## Task list:
- A) Answer these questions from the osteoarthritis article:
(i) Which parts of the body does osteoarthritis most commonly affect?
(ii) What are the outgrowths formed by damaged bone called?
(iii) Which exercise does the article name as the best for osteoarthritis?
- B) From the osteoarthritis article, list each thing a GP looks for when examining the joint.

## Document excerpt:

· · ·

By Eamonn Brady MPSI
Osteoarthritis
What is osteoarthritis?
Osteoarthritis is by far the most common form of arthritis. Unlike rheumatoid arthritis which is caused by inflammation, osteoarthritis is considered to be caused by ageing and long-term wear-and-tear in the joints. After years of use, the cartilage that cushions the joints can break down, until bone rubs against bone. Osteoarthritis is rarely as crippling as rheumatoid arthritis, but it can have a big impact on a person's life. It can make it hard to do every day activities like getting dressed and walking up the stairs. It most commonly affects the knees, hands, hips and spine. It does not affect both sides equally and symmetrically as commonly as rheumatoid arthritis. It causes more mobility disability in people over 65 than any other condition. Mobility disability means needing help walking or going up the stairs. Over a period of one year, about a quarter of people over 55 suffer from persistent knee pain. Osteoarthritis is the cause of knee pain in over half of people over 55. The condition is the number one reason for joint-replacement surgery. It can take decades for enough cartilage to wear down to cause osteoarthritis. It occurs mostly in men after the age of 50 and in women after the age of 40. Women develop osteoarthritis mostly after menopause. After menopause, women are twice as likely as men of the same age to develop the condition. Being overweight and a family history of arthritis makes you more prone to the condition. What happens?
Osteoarthritis occurs when the cartilage at the ends of bones becomes damaged. Cartilage is a hard, slippery and flexible substance that coats the end of a bone which allows it move smoothly against the next bone without rubbing together. When cartilage is damaged the affected bone tries to compensate and repair itself by thickening and growing out. These outgrowths are called “spurs” or osteophytes. However, these outgrowths in osteoarthritis grow abnormally and make the problem worse. The bone can grow into an abnormal shape making the joint unstable & painful. Risk Factors
The exact causes are unknown and it is not all due to ageing and wear and tear. Certain factors make it more likely:  Being over the age of forty  Women are more at risk than men  If you are overweight or obese as there is greater strain on the joints  Playing a lot of high impact sport (eg) Gaelic football and rugby By Eamonn Brady MPSI
 If you have an injury or an operation on a joint, you are more likely to have  There is some evidence it runs in families. However, it has less of a tendency to run in families than rheumatoid arthritis Symptoms
The main symptoms of osteoarthritis are pain and stiffness of the joints. The joints may also become swollen although this is less common than in rheumatoid arthritis. The pain is usually exacerbated by activity and relieved by rest. Unlike rheumatoid arthritis, where pain and stiffness tends to be worse in the morning, the pain of osteoarthritis tends to get worse throughout the day. With severe osteoarthritis, the sufferer can experience pain even at rest. The joints may not be able to move as easily as before. There may be a crunching feeling in the joints. Joints may make creaking sounds called crepitations. As osteoarthritis progresses, the joints may become misshapen and look knobbly, and they may become unstable. Muscle weakness may occur around the affected joints. Some people find that the symptoms are affected by changes in the weather or the amount of activity they do. Sometimes pain and stiffness can be more severe in the early stages, especially in women who develop osteoarthritis around the time of the menopause. It then tends to settle down over the next few years. Diagnosis
Unlike other forms of arthritis, there is no single test that can check for osteoarthritis, so a GP will ask about symptoms and examine the joint. He or she will look for bony outgrowths, swelling, creaking, instability and reduced movement of the joint. An X-ray can show up any narrowing within the joint or outgrowths of bone. X-rays only give limited information and in the early stages of osteoarthritis, joints may look normal. Treatment
Self-help
Certain actions can prevent and reduce the symptoms of osteoarthritis including losing any excess weight, wearing shock-absorbent shoes, using a walking stick and wearing a knee brace. Taking regular exercise is important as it keeps weight down and strengthens muscles which support the joints. Swimming is the best exercise for osteoarthritis as it strengthens muscles without putting strain on the joints. Walking and cycling are also beneficial. There is a lot of evidence that exercise helps osteoarthritis of the knee but there is less evidence that it helps osteoarthritis of the hip. By Eamonn Brady MPSI
Braces and orthotics- Knee braces can be very beneficial for those with instability of
the knee. A knee brace can take pressure of the knee joint and hence provide pain relief.

· · ·

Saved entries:
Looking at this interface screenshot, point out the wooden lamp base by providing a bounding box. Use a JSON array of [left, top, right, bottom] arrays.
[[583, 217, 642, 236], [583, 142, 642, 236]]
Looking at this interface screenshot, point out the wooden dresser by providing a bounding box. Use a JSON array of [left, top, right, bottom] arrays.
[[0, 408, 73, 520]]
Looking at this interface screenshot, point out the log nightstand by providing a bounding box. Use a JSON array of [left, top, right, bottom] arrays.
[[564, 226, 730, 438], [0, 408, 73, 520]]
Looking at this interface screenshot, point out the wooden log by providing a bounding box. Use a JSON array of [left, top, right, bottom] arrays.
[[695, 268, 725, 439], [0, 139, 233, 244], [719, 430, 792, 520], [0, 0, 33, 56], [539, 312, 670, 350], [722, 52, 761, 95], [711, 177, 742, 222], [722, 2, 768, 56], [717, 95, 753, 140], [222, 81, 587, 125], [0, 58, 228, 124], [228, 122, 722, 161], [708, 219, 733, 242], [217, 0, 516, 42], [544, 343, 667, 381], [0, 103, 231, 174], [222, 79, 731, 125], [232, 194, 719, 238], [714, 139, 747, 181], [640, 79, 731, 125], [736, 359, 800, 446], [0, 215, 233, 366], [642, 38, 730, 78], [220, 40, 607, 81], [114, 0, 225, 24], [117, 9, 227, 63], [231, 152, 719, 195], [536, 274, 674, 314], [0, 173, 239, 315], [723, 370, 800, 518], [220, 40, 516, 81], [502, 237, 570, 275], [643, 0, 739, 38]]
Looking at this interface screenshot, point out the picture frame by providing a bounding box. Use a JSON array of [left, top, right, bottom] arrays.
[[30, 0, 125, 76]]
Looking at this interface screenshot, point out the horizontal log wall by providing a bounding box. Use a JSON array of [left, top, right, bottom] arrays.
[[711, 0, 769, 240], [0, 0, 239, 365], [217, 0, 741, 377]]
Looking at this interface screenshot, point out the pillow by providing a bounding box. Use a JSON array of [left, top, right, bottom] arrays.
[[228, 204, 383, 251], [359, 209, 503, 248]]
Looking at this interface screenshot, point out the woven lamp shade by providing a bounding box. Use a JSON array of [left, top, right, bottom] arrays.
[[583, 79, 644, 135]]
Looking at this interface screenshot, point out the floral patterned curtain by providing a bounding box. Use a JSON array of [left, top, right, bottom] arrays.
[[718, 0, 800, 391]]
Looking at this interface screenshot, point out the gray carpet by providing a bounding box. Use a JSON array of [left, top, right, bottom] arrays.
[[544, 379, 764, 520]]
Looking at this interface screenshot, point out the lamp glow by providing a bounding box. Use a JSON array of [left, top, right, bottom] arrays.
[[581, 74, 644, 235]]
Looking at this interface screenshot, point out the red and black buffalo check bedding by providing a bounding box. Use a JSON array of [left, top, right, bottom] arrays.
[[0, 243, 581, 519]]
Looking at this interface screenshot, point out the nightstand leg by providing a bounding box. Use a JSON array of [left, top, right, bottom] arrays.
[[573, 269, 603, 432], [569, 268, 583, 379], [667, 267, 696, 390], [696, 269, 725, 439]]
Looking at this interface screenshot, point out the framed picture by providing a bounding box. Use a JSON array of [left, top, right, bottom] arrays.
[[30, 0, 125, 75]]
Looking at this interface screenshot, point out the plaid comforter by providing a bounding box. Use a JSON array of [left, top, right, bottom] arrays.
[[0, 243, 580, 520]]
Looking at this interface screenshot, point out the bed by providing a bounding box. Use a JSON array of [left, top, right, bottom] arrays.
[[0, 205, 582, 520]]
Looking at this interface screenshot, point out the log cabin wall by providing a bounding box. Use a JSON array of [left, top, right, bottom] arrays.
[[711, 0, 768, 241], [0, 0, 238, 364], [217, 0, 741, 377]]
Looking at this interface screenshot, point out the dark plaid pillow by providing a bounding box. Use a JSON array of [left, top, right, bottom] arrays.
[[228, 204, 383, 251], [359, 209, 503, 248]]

· · ·

## Answers to this exercise:
- A)
(i) The knees, hands, hips and spine.
(ii) "Spurs" or osteophytes.
(iii) Swimming.

- B)
- Bony outgrowths
- Swelling
- Creaking
- Instability
- Reduced movement of the joint